# ПОСТАВЛЕННАЯ ЗАДАЧА A
Кто, согласно фрагменту о землевладении казахов, поднимал вопрос о введении в Казахстане института частной собственности на землю?

# ПРЕДОСТАВЛЕННЫЙ ФРАГМЕНТ
**********

Мы видим, что после принятия “Степного Положения” казахам стало невыгодно сдавать землю в аренду. Данная проблема возникла в результате отсутствия в казахском обществе правового института, который позволил бы реализовать право собственности на землю.

В свое время проблему введения в Казахстане института частной собственности на землю поднял Г.Гинс, говоря о необходимости “уравнения” во всех частях государства формы землевладения [36, с.7]. Он писал: “Вводить в колониях те формы землевладения, которые установились в метрополии, можно различным образом. Можно ввести частную собственность на землю сразу и раздавать казенные земли как мелкими, так и крупными участками, чтобы возможно скорее уравнять во всех частях государства формы землевладения” [36, с.7].

Таким образом, на рубеже XIX - XX вв. наибольшую актуальность приобретают изменения в хозяйственной деятельности казахов, которая к этому времени окончательно трансформируется под влиянием “крестьянской колонизации” края. Говоря об исследовании института собственности в обществе казахов-кочевников, необходимо отметить, что процесс эволюции собственности был столь быстрым, что исследователи едва успевали констатировать особенности изменения землепользования и землевладения в казахской общине.

**********

# ИСХОДНЫЕ ДАННЫЕ ЗАДАЧИ
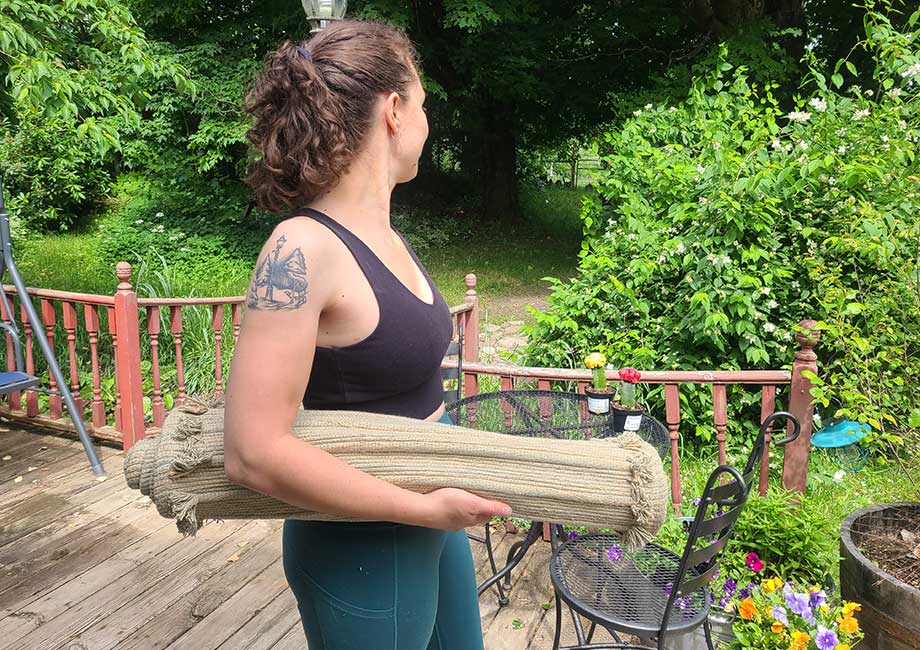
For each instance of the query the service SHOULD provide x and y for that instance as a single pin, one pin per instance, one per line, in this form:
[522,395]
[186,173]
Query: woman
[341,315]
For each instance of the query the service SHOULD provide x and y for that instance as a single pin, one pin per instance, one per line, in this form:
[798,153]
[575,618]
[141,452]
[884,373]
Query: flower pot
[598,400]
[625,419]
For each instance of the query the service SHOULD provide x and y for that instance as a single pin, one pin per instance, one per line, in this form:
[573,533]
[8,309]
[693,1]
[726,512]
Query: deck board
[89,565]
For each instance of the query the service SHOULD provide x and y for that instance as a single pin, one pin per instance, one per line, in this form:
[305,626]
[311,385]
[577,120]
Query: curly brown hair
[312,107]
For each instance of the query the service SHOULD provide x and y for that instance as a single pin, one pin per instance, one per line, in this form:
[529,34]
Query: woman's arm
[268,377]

**********

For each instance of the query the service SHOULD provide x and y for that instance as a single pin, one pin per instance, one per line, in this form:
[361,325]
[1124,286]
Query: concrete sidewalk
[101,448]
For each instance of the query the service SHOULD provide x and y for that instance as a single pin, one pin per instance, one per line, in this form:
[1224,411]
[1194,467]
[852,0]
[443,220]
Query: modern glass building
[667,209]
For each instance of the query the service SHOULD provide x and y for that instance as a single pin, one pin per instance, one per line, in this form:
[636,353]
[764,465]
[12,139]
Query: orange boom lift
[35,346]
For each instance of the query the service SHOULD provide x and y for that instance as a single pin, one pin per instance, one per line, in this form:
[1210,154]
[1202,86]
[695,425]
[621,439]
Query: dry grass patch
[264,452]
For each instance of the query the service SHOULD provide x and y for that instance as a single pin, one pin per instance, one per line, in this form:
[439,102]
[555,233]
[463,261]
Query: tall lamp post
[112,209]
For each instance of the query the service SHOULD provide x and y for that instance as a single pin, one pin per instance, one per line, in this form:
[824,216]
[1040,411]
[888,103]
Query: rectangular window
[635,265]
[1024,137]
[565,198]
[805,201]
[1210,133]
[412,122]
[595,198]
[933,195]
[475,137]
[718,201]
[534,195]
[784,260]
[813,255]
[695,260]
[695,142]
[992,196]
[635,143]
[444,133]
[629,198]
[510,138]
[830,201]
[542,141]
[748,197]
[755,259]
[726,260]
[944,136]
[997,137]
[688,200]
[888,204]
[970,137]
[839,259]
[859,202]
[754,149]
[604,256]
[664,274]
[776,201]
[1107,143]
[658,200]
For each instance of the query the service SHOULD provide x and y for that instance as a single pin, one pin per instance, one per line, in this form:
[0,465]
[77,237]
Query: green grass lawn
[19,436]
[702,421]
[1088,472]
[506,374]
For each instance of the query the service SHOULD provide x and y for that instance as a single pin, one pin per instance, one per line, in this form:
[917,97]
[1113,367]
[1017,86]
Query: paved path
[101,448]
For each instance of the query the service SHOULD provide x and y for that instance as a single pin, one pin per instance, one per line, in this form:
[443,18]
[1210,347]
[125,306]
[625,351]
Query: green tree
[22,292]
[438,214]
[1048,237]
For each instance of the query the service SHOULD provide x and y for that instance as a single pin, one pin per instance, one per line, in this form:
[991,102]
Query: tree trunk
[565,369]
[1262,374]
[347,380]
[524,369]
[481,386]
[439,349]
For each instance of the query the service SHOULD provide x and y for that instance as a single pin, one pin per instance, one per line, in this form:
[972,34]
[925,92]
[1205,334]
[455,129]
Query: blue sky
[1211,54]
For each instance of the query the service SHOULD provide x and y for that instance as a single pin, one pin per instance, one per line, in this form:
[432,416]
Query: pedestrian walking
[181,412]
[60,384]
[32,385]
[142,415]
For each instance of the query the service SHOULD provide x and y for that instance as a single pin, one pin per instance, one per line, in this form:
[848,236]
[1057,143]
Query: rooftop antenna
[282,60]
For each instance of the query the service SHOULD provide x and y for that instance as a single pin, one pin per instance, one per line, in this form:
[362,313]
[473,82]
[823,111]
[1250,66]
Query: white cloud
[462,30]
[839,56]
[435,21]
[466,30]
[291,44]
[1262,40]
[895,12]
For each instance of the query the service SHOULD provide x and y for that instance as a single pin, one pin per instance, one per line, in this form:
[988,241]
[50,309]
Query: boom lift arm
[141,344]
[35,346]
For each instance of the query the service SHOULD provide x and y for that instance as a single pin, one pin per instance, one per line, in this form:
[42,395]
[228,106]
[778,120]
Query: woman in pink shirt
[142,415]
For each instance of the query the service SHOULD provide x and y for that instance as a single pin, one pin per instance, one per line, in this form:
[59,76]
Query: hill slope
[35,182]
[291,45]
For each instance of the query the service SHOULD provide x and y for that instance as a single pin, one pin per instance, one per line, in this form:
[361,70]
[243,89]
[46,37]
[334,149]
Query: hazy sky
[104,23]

**********

# ПОСТАВЛЕННАЯ ЗАДАЧА B
Выпишите все строки, в которых встречается слово «grass». Регистр букв учитывается.

# ПОЛНЫЙ ОТВЕТ A
Этот вопрос поднимал Г.Гинс.

# ПОЛНЫЙ ОТВЕТ B
Query: dry grass patch
Query: green grass lawn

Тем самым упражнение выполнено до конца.